[BEGIN Record list]

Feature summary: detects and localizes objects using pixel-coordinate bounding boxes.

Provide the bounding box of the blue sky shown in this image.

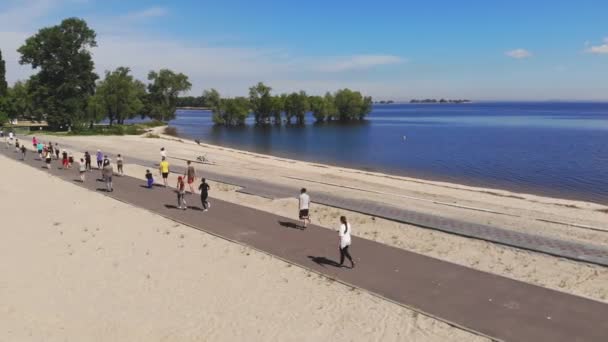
[0,0,608,100]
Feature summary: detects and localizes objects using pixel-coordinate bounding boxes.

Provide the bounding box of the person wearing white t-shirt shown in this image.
[298,188,310,229]
[338,216,355,268]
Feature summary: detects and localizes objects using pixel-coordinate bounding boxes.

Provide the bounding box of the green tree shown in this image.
[0,50,8,97]
[18,18,97,128]
[95,67,146,125]
[148,69,192,121]
[221,97,251,126]
[334,89,372,121]
[7,81,34,119]
[270,94,287,125]
[285,90,308,125]
[249,82,272,124]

[END Record list]

## Aim of the task
Convert every line of the items above into a Markdown table with the columns Row and Line. Number the rows consecutively, and omit both blank lines and the pictures.

## Task response
| Row | Line |
|---|---|
| 1 | Feature summary: detects and localizes objects using pixel-coordinate bounding boxes. |
| 2 | Provide the bounding box of the blue sky shown in this image. |
| 3 | [0,0,608,100] |
| 4 | Feature summary: detects and localizes objects using pixel-coordinate bounding boxes. |
| 5 | Provide the bounding box of the person wearing white t-shirt shown in this image. |
| 6 | [298,188,310,229] |
| 7 | [338,216,355,268] |
| 8 | Feature summary: detects and localizes objects using pixel-coordinate bounding boxes. |
| 9 | Provide the bounding box of the green tree shown in this image. |
| 10 | [0,50,8,97] |
| 11 | [18,18,97,128] |
| 12 | [95,67,146,125] |
| 13 | [148,69,192,121] |
| 14 | [221,97,251,126] |
| 15 | [334,89,372,121] |
| 16 | [7,81,34,119] |
| 17 | [270,94,287,125] |
| 18 | [285,90,308,125] |
| 19 | [249,82,272,124] |